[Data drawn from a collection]
◇ ◇ ◇

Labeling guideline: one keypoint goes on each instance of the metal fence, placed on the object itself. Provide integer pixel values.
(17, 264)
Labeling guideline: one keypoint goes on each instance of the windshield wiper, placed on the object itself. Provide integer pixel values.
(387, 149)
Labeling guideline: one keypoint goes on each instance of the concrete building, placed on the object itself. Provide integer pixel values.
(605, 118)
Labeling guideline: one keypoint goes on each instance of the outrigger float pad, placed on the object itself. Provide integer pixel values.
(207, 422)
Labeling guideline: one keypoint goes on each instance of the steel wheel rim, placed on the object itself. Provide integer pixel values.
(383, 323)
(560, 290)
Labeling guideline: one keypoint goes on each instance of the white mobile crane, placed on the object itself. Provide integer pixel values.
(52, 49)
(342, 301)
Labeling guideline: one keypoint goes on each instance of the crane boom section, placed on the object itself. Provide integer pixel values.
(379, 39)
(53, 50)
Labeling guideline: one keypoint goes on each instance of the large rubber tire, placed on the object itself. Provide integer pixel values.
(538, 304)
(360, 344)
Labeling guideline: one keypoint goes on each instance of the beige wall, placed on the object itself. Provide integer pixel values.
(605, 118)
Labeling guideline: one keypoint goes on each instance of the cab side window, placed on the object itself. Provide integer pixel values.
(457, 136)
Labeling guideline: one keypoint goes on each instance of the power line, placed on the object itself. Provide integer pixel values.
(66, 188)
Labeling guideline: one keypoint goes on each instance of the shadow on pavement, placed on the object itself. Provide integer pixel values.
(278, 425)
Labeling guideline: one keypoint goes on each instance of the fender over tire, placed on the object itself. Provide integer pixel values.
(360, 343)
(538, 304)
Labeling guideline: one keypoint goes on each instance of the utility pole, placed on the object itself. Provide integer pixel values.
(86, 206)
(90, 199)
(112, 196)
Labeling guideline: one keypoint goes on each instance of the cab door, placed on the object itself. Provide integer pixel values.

◇ ◇ ◇

— The problem —
Please multiply every point coordinate in the answers by 2.3 and round each result to a whole number, with halves rounding up. Give the rows again with the new coordinates, requests included, starting at the line that has "of the white" and continuing through the last row.

— Reply —
Labeling guideline: one keypoint goes on each instance of the white mobile crane, placed on the object itself. Provide integer pixel values.
(120, 113)
(787, 692)
Labeling guideline: one keypoint goes on each instance of the crane boom section, placed on the object itself. Provide integer pixel values.
(872, 90)
(122, 115)
Labeling guideline: one keypoint goes on each instance of the large rubber tire, placed on the object itself. Provide integer pixel values.
(1237, 699)
(828, 791)
Labeling guideline: one keypoint goes on each instance of the beige wall, placed on the object itself. Provide integer pixel values.
(1392, 271)
Labeling guideline: one keypoint goes on each instance of the cab side window, placed on the object itself. Provide integer pixel values.
(1051, 313)
Labeling guideline: one keypoint goes on each instance of the power line, placed on the object itself. Provide integer pixel values.
(152, 432)
Labeling guideline: one keypoint goes on each instance of the shadow on pavement, placed on the object itself. Provide integer pixel values.
(639, 978)
Labeling guideline: one keypoint goes on each instance of the fender over tire, placed on the object itself. Provide integer pixel values.
(828, 789)
(1237, 699)
Labeling guideline: one keypoint goes on each instance of the utility pole, placed on the object itself. Provide integer pixel values.
(198, 474)
(207, 458)
(258, 451)
Labeling guideline: one keypoint goes on each instance of the cab door, placed on the object itself. Provide integer pixel values.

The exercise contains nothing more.